## Excerpt to read:

::::::::

As the costs of living and property prices continue to increase around the country, colleges nationwide are feeling the effects. State schools are struggling to fit students into on-campus housing and max their capacities with more and more students left out each year. The price of off-campus housing, as well as the over-recruitment many schools now perpetuate, have culminated into what experts are calling a “national college housing crisis.” This year, Pacific rolled out new software to apply for housing – switching from “the housing lottery” to “pick your place.” The switch left many students with lingering concerns and questions about this year’s housing situation and the future of on-campus living at Pacific. I sat down with the associate director of campus living, Andra Dennis, to gain some clarity and dispel rumors.

     This year, Pacific has significantly more students choosing to remain on-campus, whether that be upperclassmen or those who are typically exempt from the on-campus housing requirement. Dennis cited a rise in off-campus housing costs as one of a few factors in this shift, explaining, “Right now we are at a point where we can accommodate students who are required to live on, as well as students who are not required to live on…We are having issues nationwide with the rising prices of housing, so we have been really fortunate to be able to limit how much our costs increase each year. However, that does make us a more viable option for many students than finding a place off campus.”

      This phenomenon has dominoed down to affect underclassmen – aka those who have no choice but to remain on campus. On April 2, just days into the housing application cycle, Residence Life sent an email updating students on the housing situation, stating: “Apartments and traditional singles are almost full for next year. At this point, we want your group to be prepared to select some other room types, including suites.” Dennis explained that the wave of older students – with higher credit standings – picking their dorm situations before underclassmen left many scrambling to find roommate groups or forcing them to split off into pairs for another year of “freshman” housing. Housing added on-campus houses in an attempt to offset the lack of apartments for underclassmen. Dennis cited these as part of the University’s “commitment to continue housing as many students as possible.”

::::::::

## Work to complete:
Give again the article on the campus housing crunch, everything from "As the costs" down to "and dispel rumors.".

## Recorded data:
::::::::

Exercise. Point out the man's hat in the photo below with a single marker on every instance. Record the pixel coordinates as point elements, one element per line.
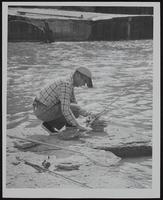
<point>86,72</point>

::::::::

## Solution for this exercise:
As the costs of living and property prices continue to increase around the country, colleges nationwide are feeling the effects. State schools are struggling to fit students into on-campus housing and max their capacities with more and more students left out each year. The price of off-campus housing, as well as the over-recruitment many schools now perpetuate, have culminated into what experts are calling a “national college housing crisis.” This year, Pacific rolled out new software to apply for housing – switching from “the housing lottery” to “pick your place.” The switch left many students with lingering concerns and questions about this year’s housing situation and the future of on-campus living at Pacific. I sat down with the associate director of campus living, Andra Dennis, to gain some clarity and dispel rumors.